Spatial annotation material
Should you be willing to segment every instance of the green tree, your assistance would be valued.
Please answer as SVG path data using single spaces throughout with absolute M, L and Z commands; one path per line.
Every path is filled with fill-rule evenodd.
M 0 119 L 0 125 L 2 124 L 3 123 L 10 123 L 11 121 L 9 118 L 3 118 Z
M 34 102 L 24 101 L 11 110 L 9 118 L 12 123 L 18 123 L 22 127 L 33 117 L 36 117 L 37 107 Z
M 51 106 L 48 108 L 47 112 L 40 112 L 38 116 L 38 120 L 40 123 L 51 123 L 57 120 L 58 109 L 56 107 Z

**PROMPT**
Reproduce every line of the material, requests included, scaling each coordinate in the answer paths by 2.55 and rounding to the nearest whole number, with halves rounded up.

**EXERCISE ANSWER**
Should you be willing to segment every instance of the green tree, your assistance would be valued.
Please answer as SVG path data using single spaces throughout with absolute M, L and Z commands; one path per line.
Every path is filled with fill-rule evenodd.
M 0 303 L 0 319 L 5 316 L 8 314 L 26 314 L 28 309 L 23 301 L 8 301 Z
M 87 260 L 61 258 L 28 281 L 23 301 L 31 314 L 46 314 L 56 324 L 84 298 L 92 298 L 94 273 Z
M 130 270 L 122 275 L 120 286 L 102 286 L 97 296 L 97 306 L 102 314 L 130 314 L 145 306 L 148 278 L 143 273 Z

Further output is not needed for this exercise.